Task objective:
Copy out the full listing exactly, omitting any picture it contains.

** Entries provided follows **

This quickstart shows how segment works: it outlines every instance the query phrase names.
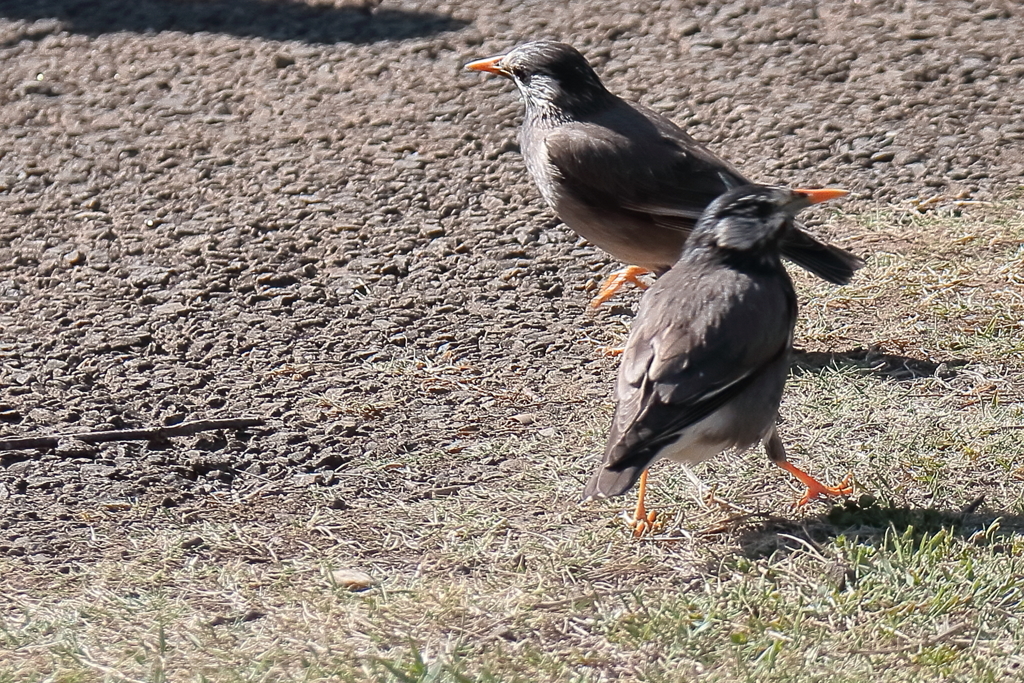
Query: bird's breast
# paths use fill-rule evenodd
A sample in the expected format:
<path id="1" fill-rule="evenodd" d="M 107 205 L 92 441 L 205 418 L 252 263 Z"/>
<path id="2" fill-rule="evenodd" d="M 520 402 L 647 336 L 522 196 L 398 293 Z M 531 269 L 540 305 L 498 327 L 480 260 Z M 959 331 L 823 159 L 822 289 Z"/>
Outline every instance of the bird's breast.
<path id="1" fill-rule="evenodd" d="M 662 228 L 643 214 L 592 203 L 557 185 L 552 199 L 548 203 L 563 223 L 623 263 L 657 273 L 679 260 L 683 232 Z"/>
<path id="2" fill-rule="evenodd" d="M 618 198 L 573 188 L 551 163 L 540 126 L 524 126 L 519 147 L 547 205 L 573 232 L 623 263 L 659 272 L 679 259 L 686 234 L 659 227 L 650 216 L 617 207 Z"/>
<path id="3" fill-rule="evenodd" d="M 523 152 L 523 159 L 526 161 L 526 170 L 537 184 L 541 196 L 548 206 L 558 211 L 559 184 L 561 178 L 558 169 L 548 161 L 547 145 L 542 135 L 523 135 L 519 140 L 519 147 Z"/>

** End of Entries provided **

Result below:
This quickstart shows how segment works: it outlines every instance the query phrase names.
Query: bird's breast
# paths use fill-rule evenodd
A sample in the expected format:
<path id="1" fill-rule="evenodd" d="M 107 205 L 92 441 L 205 418 L 252 263 Z"/>
<path id="2" fill-rule="evenodd" d="M 520 402 L 647 336 L 522 196 L 398 293 Z M 531 269 L 540 305 L 498 327 L 480 260 Z M 959 331 L 823 159 L 822 289 Z"/>
Outline every instance of the bird's breast.
<path id="1" fill-rule="evenodd" d="M 662 228 L 643 214 L 592 203 L 557 185 L 552 199 L 548 203 L 563 223 L 623 263 L 657 273 L 679 260 L 683 232 Z"/>
<path id="2" fill-rule="evenodd" d="M 618 198 L 573 188 L 551 163 L 540 126 L 524 126 L 519 147 L 547 205 L 573 232 L 623 263 L 659 272 L 679 259 L 686 234 L 659 227 L 650 216 L 617 207 Z"/>
<path id="3" fill-rule="evenodd" d="M 523 152 L 523 159 L 526 161 L 526 170 L 537 184 L 541 196 L 548 206 L 558 211 L 559 184 L 561 178 L 558 169 L 548 161 L 547 145 L 542 135 L 523 135 L 519 140 L 519 147 Z"/>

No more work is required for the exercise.